[Object pointing dataset lines]
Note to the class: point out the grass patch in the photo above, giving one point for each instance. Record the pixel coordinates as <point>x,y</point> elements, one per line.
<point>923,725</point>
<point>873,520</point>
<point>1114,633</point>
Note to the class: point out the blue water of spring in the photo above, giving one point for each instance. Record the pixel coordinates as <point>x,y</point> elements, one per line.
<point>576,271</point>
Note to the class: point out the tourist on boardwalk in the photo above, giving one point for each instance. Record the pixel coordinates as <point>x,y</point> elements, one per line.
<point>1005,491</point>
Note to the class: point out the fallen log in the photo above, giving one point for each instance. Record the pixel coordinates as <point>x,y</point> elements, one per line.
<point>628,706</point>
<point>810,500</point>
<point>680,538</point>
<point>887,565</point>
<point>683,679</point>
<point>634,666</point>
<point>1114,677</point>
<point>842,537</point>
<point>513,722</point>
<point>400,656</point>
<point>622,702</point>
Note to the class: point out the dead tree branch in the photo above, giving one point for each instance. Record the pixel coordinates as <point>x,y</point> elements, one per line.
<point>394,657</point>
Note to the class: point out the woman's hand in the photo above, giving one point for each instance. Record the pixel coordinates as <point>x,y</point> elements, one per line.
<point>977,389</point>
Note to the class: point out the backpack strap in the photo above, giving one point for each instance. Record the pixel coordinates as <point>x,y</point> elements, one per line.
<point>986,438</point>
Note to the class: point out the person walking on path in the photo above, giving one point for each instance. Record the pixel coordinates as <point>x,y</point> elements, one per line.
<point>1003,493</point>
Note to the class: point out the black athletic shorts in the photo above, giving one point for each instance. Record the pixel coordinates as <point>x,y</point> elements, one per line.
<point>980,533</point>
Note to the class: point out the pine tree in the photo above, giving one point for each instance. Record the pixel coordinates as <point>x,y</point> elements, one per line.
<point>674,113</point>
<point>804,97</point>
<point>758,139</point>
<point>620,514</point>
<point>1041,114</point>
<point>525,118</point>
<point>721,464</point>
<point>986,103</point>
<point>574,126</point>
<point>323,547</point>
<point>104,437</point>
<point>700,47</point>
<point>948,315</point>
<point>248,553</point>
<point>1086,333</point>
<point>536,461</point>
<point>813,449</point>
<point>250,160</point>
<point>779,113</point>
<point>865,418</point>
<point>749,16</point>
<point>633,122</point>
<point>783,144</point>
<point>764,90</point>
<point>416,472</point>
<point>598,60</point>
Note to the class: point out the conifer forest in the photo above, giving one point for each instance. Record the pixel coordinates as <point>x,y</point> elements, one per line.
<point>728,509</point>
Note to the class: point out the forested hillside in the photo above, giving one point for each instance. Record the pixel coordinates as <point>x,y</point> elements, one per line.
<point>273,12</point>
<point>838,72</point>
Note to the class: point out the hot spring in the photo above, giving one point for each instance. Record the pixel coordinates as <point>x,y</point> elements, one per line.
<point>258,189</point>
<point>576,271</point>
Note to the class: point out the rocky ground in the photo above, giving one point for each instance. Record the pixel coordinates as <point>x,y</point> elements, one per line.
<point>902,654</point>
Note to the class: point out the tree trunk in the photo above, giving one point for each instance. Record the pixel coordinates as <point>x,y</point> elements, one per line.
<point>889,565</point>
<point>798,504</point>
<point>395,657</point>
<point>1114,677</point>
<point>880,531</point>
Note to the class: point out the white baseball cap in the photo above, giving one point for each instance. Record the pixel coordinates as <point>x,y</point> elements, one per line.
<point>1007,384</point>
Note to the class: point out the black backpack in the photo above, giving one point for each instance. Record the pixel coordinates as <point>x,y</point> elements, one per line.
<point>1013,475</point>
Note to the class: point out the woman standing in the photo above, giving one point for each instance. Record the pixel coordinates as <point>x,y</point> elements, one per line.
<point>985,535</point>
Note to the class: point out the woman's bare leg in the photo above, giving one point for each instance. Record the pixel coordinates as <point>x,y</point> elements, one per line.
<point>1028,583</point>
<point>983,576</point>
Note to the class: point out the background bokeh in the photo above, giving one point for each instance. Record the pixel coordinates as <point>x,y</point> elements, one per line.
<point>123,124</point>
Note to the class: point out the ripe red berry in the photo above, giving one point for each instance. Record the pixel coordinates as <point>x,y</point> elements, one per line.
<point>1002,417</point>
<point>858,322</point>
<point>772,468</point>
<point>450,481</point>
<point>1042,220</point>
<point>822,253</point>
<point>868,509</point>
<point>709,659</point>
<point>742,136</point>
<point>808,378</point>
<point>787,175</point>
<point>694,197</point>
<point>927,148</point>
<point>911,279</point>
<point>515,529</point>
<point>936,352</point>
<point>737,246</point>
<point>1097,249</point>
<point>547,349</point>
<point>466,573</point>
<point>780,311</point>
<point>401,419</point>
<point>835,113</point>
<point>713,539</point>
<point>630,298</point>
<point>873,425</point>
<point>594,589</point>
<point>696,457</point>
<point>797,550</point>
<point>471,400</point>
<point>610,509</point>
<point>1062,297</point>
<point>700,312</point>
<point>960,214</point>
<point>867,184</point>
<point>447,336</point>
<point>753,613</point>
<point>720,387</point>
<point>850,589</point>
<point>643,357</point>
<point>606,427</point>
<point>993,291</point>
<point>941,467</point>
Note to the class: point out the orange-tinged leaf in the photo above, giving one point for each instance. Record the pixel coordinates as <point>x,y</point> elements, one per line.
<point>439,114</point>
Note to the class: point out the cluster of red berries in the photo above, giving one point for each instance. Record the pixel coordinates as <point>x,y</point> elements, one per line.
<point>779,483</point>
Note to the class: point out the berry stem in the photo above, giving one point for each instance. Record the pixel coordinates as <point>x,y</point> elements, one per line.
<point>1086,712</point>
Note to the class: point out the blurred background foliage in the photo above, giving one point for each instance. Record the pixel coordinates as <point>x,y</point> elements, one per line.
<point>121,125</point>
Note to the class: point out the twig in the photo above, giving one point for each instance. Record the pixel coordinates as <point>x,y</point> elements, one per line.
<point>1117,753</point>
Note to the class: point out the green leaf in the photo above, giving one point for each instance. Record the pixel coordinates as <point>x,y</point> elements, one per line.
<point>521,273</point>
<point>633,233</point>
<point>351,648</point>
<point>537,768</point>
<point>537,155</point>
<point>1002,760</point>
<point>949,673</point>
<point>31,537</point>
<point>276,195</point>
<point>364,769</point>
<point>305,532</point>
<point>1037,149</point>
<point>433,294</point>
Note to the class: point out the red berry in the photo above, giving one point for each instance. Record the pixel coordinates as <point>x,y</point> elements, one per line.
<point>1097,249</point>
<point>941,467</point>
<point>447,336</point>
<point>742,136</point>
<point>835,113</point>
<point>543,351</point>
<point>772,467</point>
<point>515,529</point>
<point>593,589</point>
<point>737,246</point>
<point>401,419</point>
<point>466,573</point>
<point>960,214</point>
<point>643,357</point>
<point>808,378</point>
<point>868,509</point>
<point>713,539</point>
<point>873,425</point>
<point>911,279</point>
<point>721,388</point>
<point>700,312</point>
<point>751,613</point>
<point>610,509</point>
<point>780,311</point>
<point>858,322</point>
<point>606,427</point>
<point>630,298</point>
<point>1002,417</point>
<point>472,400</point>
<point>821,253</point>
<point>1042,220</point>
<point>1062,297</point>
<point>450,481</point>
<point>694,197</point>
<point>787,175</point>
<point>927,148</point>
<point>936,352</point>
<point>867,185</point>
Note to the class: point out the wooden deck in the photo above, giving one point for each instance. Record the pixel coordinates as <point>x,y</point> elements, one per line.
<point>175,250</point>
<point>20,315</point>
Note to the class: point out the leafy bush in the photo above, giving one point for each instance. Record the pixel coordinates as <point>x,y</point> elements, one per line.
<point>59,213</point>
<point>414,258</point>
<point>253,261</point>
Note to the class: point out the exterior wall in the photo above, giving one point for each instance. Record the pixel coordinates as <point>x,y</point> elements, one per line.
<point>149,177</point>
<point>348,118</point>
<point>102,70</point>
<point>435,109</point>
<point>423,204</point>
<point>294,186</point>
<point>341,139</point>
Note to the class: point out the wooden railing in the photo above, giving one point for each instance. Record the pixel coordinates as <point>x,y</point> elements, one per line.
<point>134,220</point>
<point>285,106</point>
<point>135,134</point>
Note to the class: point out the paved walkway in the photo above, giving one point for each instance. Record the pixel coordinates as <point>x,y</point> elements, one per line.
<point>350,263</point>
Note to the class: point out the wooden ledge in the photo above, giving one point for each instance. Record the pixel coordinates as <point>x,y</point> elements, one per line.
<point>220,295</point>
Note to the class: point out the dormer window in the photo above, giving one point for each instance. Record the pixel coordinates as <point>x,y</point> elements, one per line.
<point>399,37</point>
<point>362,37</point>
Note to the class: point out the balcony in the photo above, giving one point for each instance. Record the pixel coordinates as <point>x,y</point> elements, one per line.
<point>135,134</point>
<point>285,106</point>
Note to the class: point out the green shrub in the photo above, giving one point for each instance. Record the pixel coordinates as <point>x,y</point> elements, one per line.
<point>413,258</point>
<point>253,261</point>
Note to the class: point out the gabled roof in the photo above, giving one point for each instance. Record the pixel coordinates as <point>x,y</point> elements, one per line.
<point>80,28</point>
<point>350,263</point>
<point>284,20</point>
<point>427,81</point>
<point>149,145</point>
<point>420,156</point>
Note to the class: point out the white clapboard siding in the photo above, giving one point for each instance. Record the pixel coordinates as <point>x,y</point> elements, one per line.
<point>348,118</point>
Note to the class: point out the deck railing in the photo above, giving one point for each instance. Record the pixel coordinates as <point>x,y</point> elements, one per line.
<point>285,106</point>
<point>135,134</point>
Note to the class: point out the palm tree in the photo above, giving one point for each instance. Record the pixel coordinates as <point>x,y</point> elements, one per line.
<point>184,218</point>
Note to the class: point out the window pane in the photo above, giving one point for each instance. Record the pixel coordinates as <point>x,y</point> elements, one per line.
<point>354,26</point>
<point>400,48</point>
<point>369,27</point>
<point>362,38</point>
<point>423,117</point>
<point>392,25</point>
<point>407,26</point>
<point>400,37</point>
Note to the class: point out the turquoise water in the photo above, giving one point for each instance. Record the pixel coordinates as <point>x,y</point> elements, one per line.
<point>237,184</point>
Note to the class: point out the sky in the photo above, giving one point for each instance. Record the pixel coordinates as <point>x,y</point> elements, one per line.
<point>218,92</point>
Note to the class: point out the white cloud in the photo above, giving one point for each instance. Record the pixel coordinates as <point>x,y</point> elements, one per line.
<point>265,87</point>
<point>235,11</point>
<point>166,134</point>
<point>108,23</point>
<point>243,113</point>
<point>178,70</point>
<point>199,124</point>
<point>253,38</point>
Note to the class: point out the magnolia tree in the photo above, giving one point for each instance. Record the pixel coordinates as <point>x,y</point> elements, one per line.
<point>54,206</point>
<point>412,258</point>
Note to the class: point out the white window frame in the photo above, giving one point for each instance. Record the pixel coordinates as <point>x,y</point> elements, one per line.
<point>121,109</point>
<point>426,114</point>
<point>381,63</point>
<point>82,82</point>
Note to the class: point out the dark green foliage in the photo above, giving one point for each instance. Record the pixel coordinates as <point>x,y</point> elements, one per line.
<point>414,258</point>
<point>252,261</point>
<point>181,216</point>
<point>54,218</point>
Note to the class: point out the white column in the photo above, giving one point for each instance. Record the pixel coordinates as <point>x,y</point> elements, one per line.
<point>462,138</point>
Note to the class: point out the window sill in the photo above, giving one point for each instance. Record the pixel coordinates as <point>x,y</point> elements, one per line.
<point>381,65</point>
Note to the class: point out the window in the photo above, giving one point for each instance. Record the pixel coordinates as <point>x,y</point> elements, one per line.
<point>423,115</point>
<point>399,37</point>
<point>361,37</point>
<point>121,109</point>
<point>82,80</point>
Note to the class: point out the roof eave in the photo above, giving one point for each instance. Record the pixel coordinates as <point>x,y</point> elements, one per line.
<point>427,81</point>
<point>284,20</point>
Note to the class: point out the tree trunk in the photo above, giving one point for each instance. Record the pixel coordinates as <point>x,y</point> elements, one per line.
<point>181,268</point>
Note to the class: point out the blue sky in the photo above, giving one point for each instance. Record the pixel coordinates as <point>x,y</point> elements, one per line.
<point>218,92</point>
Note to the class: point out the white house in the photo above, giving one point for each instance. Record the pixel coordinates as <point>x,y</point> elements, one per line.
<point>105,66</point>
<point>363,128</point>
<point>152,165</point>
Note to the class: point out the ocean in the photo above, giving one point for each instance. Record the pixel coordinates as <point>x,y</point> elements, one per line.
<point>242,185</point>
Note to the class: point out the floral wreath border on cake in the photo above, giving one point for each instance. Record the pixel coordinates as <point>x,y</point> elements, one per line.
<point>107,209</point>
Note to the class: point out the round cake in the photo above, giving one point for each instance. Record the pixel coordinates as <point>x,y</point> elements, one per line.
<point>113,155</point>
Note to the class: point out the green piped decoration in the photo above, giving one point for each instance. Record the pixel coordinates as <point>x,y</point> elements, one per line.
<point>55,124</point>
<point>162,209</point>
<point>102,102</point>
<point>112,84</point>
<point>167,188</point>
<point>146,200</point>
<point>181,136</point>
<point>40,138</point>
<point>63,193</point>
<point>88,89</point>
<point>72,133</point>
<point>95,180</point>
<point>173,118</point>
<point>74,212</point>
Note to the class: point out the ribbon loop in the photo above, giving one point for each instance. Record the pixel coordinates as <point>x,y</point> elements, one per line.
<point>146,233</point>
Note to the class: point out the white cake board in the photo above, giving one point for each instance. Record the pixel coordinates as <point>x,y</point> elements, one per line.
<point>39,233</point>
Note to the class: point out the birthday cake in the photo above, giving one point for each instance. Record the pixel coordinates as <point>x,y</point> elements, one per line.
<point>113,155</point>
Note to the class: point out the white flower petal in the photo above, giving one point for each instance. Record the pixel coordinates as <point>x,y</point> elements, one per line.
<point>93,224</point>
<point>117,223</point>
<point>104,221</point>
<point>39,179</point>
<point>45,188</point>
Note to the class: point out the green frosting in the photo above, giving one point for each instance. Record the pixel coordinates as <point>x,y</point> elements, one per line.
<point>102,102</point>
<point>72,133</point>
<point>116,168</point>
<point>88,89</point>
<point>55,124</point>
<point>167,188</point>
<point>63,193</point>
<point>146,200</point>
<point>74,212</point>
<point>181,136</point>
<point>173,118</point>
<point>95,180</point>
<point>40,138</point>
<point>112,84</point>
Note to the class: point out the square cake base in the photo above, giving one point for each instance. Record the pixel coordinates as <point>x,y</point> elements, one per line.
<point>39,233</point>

**YOUR TASK:**
Please begin at the line that has "Note to the class: point out the deck" and stop after the line that has "<point>184,218</point>", giving those lines again with "palm tree" changed to "oak tree" and nothing else altered.

**OUTPUT FOR THIS EXERCISE:**
Note to the class: point out the deck railing in the photo above, giving one point for each instance. Record the pixel coordinates as <point>x,y</point> elements, one per line.
<point>285,106</point>
<point>135,134</point>
Note to the class: point out the oak tree in the photo above, giving one point for each instance. Record the pixel coordinates as <point>x,y</point> elements, one per line.
<point>184,218</point>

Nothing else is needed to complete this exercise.